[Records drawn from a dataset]
---*---
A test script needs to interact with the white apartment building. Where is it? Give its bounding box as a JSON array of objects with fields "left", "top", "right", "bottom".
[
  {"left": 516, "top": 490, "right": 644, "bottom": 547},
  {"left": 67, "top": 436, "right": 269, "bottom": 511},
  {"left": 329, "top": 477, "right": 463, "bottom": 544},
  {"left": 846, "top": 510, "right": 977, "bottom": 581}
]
---*---
▶ [About this exercise]
Word for word, transcribe each of the entries above.

▶ [Reply to the exercise]
A test script needs to interact with the white apartment building. Where is it? Give its bounding box as a JSON array of objects with fields "left", "top", "right", "bottom".
[
  {"left": 516, "top": 490, "right": 644, "bottom": 547},
  {"left": 67, "top": 436, "right": 269, "bottom": 511},
  {"left": 329, "top": 477, "right": 463, "bottom": 544},
  {"left": 846, "top": 510, "right": 977, "bottom": 581}
]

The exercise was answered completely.